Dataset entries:

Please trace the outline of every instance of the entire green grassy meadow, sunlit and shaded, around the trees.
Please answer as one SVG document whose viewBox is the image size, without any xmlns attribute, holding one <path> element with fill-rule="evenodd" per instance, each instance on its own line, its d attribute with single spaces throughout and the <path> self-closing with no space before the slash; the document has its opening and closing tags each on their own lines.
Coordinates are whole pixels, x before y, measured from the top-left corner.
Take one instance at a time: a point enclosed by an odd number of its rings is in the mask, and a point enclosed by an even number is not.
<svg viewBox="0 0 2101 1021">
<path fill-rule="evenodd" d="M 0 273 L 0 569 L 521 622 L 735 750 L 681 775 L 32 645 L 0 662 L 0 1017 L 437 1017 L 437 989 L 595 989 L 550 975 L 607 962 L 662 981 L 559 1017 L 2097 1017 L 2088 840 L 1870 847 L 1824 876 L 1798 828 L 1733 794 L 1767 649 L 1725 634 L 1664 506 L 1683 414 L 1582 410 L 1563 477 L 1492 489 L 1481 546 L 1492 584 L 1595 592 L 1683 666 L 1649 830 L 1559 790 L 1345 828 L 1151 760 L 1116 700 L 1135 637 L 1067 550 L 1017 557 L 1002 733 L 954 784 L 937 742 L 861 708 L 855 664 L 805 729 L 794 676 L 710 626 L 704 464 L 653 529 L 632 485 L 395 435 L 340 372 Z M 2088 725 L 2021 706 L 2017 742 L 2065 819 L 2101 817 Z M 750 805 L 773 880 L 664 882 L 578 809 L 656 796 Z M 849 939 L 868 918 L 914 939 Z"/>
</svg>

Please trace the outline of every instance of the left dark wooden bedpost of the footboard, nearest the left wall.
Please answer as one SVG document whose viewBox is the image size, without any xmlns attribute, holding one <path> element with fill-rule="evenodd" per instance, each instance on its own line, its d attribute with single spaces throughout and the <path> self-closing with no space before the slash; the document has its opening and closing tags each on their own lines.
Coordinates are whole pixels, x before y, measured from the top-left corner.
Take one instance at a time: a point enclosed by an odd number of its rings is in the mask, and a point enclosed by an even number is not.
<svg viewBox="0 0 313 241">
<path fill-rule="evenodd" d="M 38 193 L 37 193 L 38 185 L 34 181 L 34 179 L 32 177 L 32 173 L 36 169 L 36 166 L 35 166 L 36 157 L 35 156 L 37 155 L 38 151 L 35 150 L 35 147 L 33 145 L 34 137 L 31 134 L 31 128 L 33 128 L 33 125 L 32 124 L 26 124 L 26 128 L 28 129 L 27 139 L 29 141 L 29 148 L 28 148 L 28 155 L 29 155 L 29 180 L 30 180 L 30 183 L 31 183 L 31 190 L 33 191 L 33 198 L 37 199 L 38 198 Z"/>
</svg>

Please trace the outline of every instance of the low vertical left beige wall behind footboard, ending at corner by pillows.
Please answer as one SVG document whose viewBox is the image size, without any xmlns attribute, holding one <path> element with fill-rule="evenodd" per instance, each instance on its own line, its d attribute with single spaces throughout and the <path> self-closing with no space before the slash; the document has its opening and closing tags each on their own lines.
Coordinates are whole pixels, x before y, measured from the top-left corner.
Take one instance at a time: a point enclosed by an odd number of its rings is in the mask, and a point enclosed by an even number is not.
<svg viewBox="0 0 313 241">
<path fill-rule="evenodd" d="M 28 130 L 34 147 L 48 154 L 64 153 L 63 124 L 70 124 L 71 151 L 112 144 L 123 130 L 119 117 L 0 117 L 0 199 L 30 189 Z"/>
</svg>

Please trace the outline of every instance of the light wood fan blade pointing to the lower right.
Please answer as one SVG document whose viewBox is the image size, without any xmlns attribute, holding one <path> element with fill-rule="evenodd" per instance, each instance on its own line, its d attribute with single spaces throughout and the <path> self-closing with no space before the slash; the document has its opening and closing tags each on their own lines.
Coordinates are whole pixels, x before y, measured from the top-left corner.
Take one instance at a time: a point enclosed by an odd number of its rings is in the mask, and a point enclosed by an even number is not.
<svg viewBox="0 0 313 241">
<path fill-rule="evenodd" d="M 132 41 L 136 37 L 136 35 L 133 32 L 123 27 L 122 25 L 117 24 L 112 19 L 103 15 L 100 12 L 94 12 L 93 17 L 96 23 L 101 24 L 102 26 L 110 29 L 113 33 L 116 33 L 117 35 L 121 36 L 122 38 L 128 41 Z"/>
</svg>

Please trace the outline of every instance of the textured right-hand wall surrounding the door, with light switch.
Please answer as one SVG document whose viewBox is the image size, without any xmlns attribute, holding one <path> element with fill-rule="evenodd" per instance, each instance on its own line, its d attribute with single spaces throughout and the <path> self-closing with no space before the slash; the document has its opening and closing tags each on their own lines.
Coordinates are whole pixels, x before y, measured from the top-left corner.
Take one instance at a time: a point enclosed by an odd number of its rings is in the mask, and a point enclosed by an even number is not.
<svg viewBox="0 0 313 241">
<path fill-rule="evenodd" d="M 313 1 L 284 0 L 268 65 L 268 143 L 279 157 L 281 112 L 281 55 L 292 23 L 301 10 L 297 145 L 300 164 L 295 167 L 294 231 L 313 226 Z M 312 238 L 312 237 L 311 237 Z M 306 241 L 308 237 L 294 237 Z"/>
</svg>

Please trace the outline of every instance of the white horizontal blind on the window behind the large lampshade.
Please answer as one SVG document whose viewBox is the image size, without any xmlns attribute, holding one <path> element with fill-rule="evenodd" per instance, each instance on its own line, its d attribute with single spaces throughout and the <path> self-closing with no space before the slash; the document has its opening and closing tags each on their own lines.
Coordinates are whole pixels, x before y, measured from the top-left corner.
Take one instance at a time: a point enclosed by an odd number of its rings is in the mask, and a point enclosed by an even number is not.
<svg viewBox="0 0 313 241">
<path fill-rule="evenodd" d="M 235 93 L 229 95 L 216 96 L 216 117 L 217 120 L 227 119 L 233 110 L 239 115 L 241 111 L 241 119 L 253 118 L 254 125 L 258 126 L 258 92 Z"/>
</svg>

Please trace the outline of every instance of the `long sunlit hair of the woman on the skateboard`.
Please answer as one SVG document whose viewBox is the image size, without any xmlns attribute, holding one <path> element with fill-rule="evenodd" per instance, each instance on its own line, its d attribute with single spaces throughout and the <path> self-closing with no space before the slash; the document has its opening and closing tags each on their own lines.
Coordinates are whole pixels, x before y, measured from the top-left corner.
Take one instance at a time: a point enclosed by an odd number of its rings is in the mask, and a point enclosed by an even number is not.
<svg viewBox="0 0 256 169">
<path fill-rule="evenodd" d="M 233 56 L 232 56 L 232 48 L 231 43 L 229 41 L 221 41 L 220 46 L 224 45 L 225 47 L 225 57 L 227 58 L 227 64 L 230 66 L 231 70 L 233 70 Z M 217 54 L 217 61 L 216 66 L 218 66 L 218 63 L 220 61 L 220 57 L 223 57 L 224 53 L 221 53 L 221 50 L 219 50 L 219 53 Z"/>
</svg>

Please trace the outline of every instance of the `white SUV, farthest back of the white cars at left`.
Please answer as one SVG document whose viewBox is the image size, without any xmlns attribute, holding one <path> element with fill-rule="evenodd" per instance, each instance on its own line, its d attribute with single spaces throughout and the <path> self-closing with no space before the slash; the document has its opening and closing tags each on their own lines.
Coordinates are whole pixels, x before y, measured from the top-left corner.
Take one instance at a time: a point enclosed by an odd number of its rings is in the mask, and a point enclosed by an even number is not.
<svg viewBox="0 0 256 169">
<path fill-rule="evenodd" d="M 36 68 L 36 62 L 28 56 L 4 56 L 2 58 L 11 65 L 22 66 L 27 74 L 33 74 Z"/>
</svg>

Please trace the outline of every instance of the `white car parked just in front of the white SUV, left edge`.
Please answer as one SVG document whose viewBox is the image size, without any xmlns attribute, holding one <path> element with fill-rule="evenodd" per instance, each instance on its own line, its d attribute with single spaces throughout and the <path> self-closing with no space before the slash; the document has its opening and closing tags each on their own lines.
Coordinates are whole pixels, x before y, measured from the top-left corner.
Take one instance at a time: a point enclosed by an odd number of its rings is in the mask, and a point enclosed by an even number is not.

WHAT YOU WILL DO ▸
Where in the entries does the word "footboard" occur? Copy out each line that has it.

SOLUTION TO THE EXERCISE ▸
Please trace the outline of every instance of the left dark wooden bedpost of the footboard, nearest the left wall.
Please trace the outline of every instance of the low vertical left beige wall behind footboard, ending at corner by pillows.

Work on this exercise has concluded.